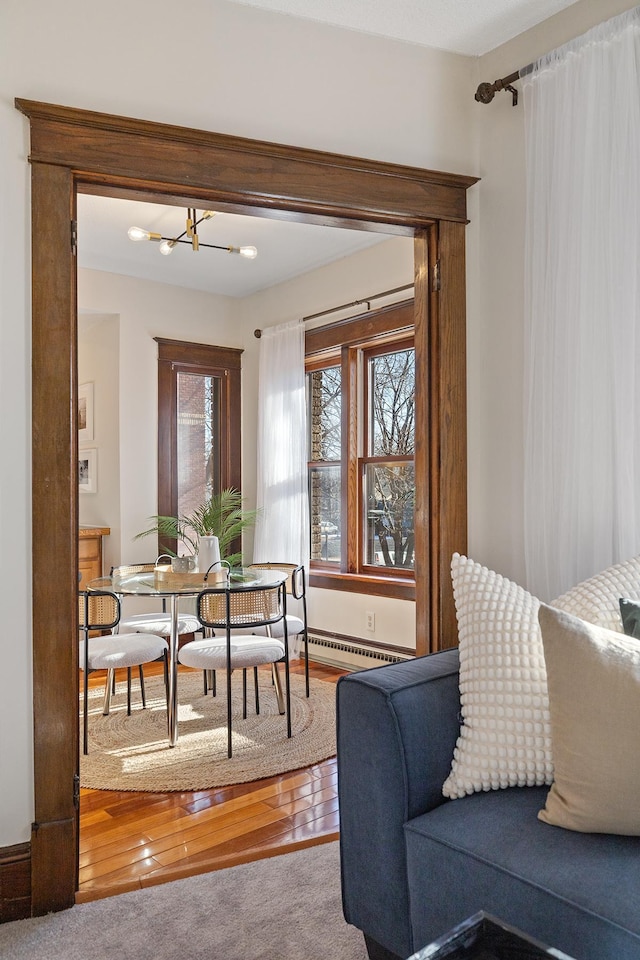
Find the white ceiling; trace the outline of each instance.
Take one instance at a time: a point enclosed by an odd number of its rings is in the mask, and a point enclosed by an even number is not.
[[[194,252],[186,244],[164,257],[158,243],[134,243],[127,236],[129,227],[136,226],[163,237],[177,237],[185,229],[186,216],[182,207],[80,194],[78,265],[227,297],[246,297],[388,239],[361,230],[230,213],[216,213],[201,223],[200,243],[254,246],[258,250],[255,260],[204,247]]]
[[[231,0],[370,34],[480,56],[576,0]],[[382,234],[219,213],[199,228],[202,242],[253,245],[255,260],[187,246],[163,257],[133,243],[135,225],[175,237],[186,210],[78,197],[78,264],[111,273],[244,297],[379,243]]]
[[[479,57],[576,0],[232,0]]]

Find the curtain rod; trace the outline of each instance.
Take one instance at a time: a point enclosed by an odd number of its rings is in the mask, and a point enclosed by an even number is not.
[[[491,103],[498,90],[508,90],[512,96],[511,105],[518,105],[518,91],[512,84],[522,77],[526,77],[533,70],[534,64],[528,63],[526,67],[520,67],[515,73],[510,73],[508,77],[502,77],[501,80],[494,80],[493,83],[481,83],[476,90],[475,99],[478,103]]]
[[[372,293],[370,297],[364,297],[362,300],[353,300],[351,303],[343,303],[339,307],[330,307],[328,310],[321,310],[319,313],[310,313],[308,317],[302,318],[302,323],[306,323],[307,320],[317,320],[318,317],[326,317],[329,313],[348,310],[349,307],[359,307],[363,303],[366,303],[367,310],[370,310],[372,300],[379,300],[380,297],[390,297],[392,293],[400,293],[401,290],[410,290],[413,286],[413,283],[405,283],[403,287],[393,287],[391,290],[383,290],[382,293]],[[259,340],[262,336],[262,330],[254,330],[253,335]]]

───

▶ [Problem to solve]:
Set down every entry above again exactly, dropping each picture.

▶ [Result for this task]:
Find the white ceiling; trace the outline of each instance.
Take one instance at a time: a point enclosed by an odd number of its rings is in the mask, and a point enclosed by an even number is not.
[[[194,252],[186,244],[164,257],[158,243],[134,243],[127,236],[129,227],[136,226],[163,237],[177,237],[185,229],[186,216],[182,207],[80,194],[78,265],[227,297],[246,297],[388,239],[361,230],[230,213],[216,213],[201,223],[200,243],[254,246],[258,250],[255,260],[204,247]]]
[[[231,0],[370,34],[480,56],[576,0]],[[382,234],[219,213],[199,228],[202,242],[253,245],[255,260],[187,246],[163,257],[133,243],[135,225],[175,237],[186,210],[78,197],[78,264],[111,273],[244,297],[379,243]]]
[[[479,57],[576,0],[232,0]]]

Find the curtain rod; trace the outline of each instance.
Take one instance at a time: a point enclosed by an odd number of its rings is in the mask, and a point enclosed by an even number is not.
[[[491,103],[498,90],[508,90],[512,96],[511,105],[518,105],[518,91],[512,84],[522,77],[526,77],[533,70],[534,64],[528,63],[526,67],[520,67],[515,73],[510,73],[508,77],[502,77],[501,80],[494,80],[493,83],[481,83],[476,90],[475,99],[478,103]]]
[[[372,293],[370,297],[364,297],[362,300],[353,300],[351,303],[343,303],[339,307],[330,307],[328,310],[321,310],[319,313],[310,313],[308,317],[302,318],[302,323],[306,323],[307,320],[317,320],[318,317],[326,317],[329,313],[348,310],[349,307],[359,307],[363,303],[366,303],[367,310],[370,310],[372,300],[379,300],[380,297],[390,297],[392,293],[400,293],[401,290],[410,290],[413,286],[413,283],[405,283],[403,287],[393,287],[391,290],[383,290],[382,293]],[[259,340],[262,336],[262,330],[254,330],[253,335]]]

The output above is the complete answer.